Desde la caída del Sistema Monetario Internacional en 1975, hemos vivido ocho crisis mundiales, una cada seis años de media. Es una de las consecuencias de la globalización. Bien podríamos decir que vivimos en crisis permanente con cortos periodos de recuperación.
La Pandemia cayó como un jarro de agua fría cuando se empezaba a ver la luz después del túnel de la crisis financiera de 2008. Las autoridades monetarias pulsando el botón de la impresión de billetes, siguiendo el manual de teoría económica, adoptaron medidas de estímulo entendiendo que el crecimiento del PIB estaba por debajo de su nivel potencial y se necesitaba un revulsivo.
En realidad, fue un problema de percepción del BCE. Con la crisis Covid, los precios bajaron porque disminuyó el consumo debido a las medidas de confinamiento, la demanda no necesitaba más estímulo que la vuelta a la libertad de consumo en condiciones de seguridad para la salud.
El encarecimiento de las materias primas causado por las tensiones en la cadena de suministros y el exceso de oferta monetaria se han ocupado del resto.
En cuanto al crecimiento económico, los datos hacen saltar las alarmas. EEUU ha tenido un trimestre de crecimiento negativo del 0,4% en el primer trimestre de 2022. Más allá de si es consecuencia de la variable ómicron o si se trata de algo más irreversible, la economía siempre tiene un componente especulativo y se mueve según las expectativas y los datos norteamericanos tienen efectos mundiales.
Pero la región más vulnerable es la zona euro. Se ha producido una tormenta perfecta en la que la guerra de Ucrania y las sanciones a Rusia son factores determinantes. Han bloqueado el suministro de gran parte de las necesidades de materias primas satisfechas con importaciones energéticas rusas. La consecuencia es una caída en la producción.
Los dos hechos sumados, política monetaria expansiva y la guerra, solo tienen una consecuencia: estanflación.
Por otra parte, la duración de la guerra es incierta y, aunque las previsiones de organismos, como el Banco Mundial, es que no durará mucho, el análisis de Fondos de Inversión, como BlackRock que mueve un patrimonio equivalente a diez veces el PIB español, vaticinan un prolongamiento que tendrá un efecto exponencial sobre los precios.
En este escenario, la disyuntiva a la que se enfrentan los Bancos Centrales es subir los tipos de interés de manera drástica y controlar la inflación o suavizar las medidas restrictivas para que la actividad económica recupere la inercia perdida desde el 2020.

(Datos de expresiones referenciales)
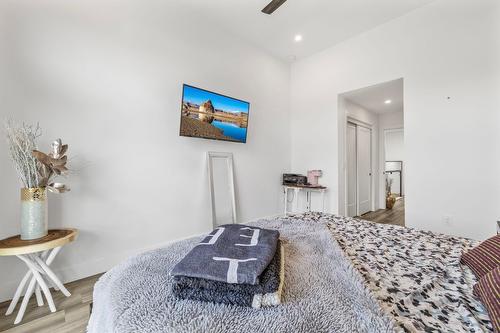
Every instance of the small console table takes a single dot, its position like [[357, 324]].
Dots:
[[306, 188], [37, 254]]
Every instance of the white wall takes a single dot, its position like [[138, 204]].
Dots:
[[449, 48], [106, 77], [394, 145]]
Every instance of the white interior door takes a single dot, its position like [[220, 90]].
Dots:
[[364, 176], [351, 170]]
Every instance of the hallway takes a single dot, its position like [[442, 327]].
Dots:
[[395, 216]]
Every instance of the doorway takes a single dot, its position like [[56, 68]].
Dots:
[[371, 153], [359, 169]]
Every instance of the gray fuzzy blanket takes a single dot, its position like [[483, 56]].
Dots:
[[232, 253], [236, 294], [322, 293]]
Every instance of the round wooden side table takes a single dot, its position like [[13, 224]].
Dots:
[[37, 254]]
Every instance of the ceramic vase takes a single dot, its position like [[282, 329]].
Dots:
[[390, 201], [34, 213]]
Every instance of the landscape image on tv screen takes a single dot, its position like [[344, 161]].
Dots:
[[208, 115]]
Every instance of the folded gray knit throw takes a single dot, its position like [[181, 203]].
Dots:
[[263, 294], [232, 253]]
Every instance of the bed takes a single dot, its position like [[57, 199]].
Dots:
[[341, 275]]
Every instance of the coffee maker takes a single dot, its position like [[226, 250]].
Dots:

**QUÉ SE PIDE**: Continúa el texto sobre las crisis económicas y la inflación a partir de su última oración.

**PROBLEMA RESUELTO**:
Una subida importante de los tipos de interés produciría, sin duda, el cierre de numerosas empresas que no soportarían los costes financieros. Ni que decir tiene que, por ejemplo en el caso español, los efectos sobre los intereses dejarían al Estado en una situación de crecimiento de los pagos de deuda pública en varios miles de millones de euros que le obligaría a medias drásticas en lo que se refiere a gasto público y, probablemente subida de impuestos.
Si la opción es la subida moderada de los tipos, se corre el riesgo de que sea insuficiente.
Voces cualificadas, como la del ex presidente de la FED, Bernanke, han predicho estanflación para el 2023 y ha apuntado como un error la política de tapering gestionada por la autoridad monetaria por insuficiente y tardía.
En España, la situación, a pesar de liderar el crecimiento económico de la eurozona con un pírrico 0,1% por encima de Alemania que ha esquivado milagrosamente un crecimiento negativo del PIB, se va a ver aderezada con los procesos de negociación colectiva entre sindicatos y patronal.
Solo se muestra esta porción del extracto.